WHAT YOU WILL DO:
For each entry that follows, produce an exact copy.
[Start of Attachment]
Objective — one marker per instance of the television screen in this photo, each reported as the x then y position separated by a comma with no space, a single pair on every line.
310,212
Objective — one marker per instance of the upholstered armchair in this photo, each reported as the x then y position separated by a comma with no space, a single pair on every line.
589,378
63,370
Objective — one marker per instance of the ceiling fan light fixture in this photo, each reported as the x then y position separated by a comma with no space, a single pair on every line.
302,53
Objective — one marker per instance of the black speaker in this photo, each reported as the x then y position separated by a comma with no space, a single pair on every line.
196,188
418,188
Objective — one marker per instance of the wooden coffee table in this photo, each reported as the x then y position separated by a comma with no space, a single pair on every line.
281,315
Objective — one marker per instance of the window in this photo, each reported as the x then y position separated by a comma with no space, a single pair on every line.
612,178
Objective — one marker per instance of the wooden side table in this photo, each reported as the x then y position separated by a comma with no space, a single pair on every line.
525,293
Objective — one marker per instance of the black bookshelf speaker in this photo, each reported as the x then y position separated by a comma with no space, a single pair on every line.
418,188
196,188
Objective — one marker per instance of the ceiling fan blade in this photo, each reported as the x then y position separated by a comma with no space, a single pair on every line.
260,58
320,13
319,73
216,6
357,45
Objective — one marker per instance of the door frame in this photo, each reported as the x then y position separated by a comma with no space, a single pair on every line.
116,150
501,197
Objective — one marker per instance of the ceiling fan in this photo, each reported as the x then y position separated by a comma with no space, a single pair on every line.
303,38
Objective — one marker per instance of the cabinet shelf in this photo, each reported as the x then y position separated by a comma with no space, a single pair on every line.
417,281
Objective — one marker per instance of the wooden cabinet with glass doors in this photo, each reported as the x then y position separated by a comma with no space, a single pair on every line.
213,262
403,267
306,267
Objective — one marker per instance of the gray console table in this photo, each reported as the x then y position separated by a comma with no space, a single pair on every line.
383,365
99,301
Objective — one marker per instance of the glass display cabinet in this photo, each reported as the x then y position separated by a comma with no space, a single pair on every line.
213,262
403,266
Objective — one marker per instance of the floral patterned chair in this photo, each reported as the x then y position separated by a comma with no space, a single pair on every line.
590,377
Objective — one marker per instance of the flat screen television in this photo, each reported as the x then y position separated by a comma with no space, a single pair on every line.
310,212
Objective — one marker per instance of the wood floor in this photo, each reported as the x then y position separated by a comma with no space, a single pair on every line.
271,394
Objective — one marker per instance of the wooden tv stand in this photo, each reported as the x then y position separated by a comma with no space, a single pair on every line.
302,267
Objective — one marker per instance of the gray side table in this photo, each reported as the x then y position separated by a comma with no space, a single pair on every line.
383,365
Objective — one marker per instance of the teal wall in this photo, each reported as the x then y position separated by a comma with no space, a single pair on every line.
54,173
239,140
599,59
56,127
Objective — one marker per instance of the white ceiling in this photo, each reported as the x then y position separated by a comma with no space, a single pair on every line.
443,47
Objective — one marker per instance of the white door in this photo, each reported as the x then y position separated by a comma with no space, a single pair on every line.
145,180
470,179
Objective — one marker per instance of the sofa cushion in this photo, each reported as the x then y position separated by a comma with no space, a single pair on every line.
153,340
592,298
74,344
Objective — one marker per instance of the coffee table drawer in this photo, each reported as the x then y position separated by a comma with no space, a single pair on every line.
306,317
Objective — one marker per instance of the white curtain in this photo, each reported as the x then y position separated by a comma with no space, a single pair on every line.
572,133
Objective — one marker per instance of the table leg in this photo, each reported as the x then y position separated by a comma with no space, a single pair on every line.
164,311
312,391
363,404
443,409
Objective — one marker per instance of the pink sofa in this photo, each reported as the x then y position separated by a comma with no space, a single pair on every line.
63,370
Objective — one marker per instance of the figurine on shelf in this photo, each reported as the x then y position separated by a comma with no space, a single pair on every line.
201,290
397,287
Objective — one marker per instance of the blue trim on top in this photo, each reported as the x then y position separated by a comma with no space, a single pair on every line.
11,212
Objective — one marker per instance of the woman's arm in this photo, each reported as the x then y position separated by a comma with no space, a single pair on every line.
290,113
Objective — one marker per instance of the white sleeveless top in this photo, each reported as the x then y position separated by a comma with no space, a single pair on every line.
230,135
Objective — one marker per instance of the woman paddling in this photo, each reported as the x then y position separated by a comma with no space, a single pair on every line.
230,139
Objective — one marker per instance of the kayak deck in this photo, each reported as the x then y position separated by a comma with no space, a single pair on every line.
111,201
[End of Attachment]
TASK SOLUTION:
Objective — one marker per instance of the television screen in this photo, each reported as the x then y position separated by a comma with no space, a single pair on every line.
310,212
Objective — one marker per instance of the upholstered armchair in this photo, each reported as the x then y position separated by a comma with no space, a single pair on every line.
589,378
63,370
Objective — one marker per instance of the ceiling fan light fixture in this photo, each reported as the x then y position separated by a comma with no space, a single pair on every line.
302,53
Objective — one marker per instance of the black speaker in this photo, each reported as the x then y position separated by a comma with no space, a single pair on every line.
196,188
418,188
Objective — one marker per instance of the wooden coffee table in this photo, each reported as the x then y position separated by a comma with no space, a single pair on every line.
281,315
Objective — one marker per instance of the window in this photo, each reported as the x then y position separated by a comma with no space, a single pair on every line.
612,178
Objective — one marker per instance of the wooden side table in this photo, each reported as the x then y position separated by a comma with no space, a single pair on every line.
525,293
Objective — one marker per instance of the black bookshelf speaker in this photo, each reported as the x then y position separated by a comma with no space, a single pair on every line.
418,188
196,188
Objective — one marker per instance of the ceiling fan blade in this photo, each reported as the x then y position separated by a comma with no space, a single pair on every line.
260,58
320,13
319,73
216,6
357,45
Objective — one marker per instance of the door frame in this photo, each reported as the x then y position separated by a comma with no space, a single pair on every line.
116,150
501,197
Objective — one marker per instance of the ceiling fan in this photo, each reported as the x then y position separated by a comma with no space, a single pair on every line.
303,38
Objective — one marker per instance of the cabinet shelf in this photo, each reported as the x then y position separated by a comma with no space, a single pair on every line.
417,281
Objective — one marker per instance of the wooden cabinet with glass doors in this photo, each reported as the x then y position separated by a comma with no space, a single pair on every line.
213,262
403,267
306,267
Objective — one marker per instance of the gray console table in this photo, each reported as the x then y position separated by a comma with no space, a single pair on every line.
383,365
99,301
Objective — one marker per instance of the glass display cabinet in this photo, each reported as the x then y position separated by a comma with no space, a single pair on every line.
213,262
403,266
Objective — one marker per instance of the floral patterned chair in this photo, each reported as the x then y position separated by a comma with no space, a single pair on every line.
590,377
Objective — one marker per instance of the flat screen television in this photo, each reported as the x then y position separated by a comma with no space, a single pair on every line.
310,212
Objective — one marker per instance of the wood floor in this photo, each reported as the x then y position separated by a comma with no space, a single pair on every line.
271,394
Objective — one marker per instance of the wooden tv stand in this photo, each reported as the x then y position separated by a comma with no space, a single pair on every line.
302,267
Objective — one marker per instance of the gray side table in this photo, each reported as the x then y position separated by a comma with no space, a single pair on every line.
383,365
Objective — one marker per instance of the teal wall in this photo, each reported as the x then y position separated by a comma with no space, a single pair on every line.
54,173
239,140
599,59
56,127
Objective — one marker per instance of the white ceiling in this photo, each reported as the x then y position separated by a comma with no space, a single pair on every line.
443,47
Objective — one marker per instance of the white door in this photo, each reported as the x then y position separated by a comma with no space, a single pair on every line.
145,180
470,179
Objective — one marker per instance of the sofa cushion in this photo, each reported as the x then y position separated by a comma with no space, a single pair on every line.
153,340
592,298
74,344
Objective — one marker per instance of the coffee table drawer in this photo, each reported as the x then y position separated by a comma with no space, a single pair on every line.
306,317
Objective — one marker per instance of the white curtain in this photo, each reported as the x then y position separated by a comma with no space, a single pair on every line.
572,133
Objective — one marker per instance of the table leg in this photo, each reported as the x then y position separated by a comma with no space, a single pair on every line.
164,311
312,391
363,404
443,409
Objective — one marker per instance of the pink sofa in this photo, each reported as the x then y position separated by a comma with no space, a single pair on every line.
63,370
Objective — one marker per instance of the figurine on shelf in this photo, each reported as the x then y position separated by a comma with no space, a single pair on every line.
201,290
397,287
Objective — one marker per instance of the blue trim on top in this photo, each reported as the x then y position separated by a comma with no space, a single pair on every line.
11,212
Objective — one marker per instance of the woman's arm in this photo, each reported as the x then y position separated by a comma with no space, a single pair on every line.
290,113
Objective — one marker per instance of the white sleeveless top in this photo, each reported as the x then y position separated by a comma with no space, a single pair on every line.
230,135
Objective — one marker per instance of the woman paddling in this photo, each reported as the x then y position separated by a comma with no space, a single pair on every line.
230,139
Objective — one marker per instance of the kayak deck in this photo, each reported as the x then y position separated by a comma with no space, a single pair on every line.
111,201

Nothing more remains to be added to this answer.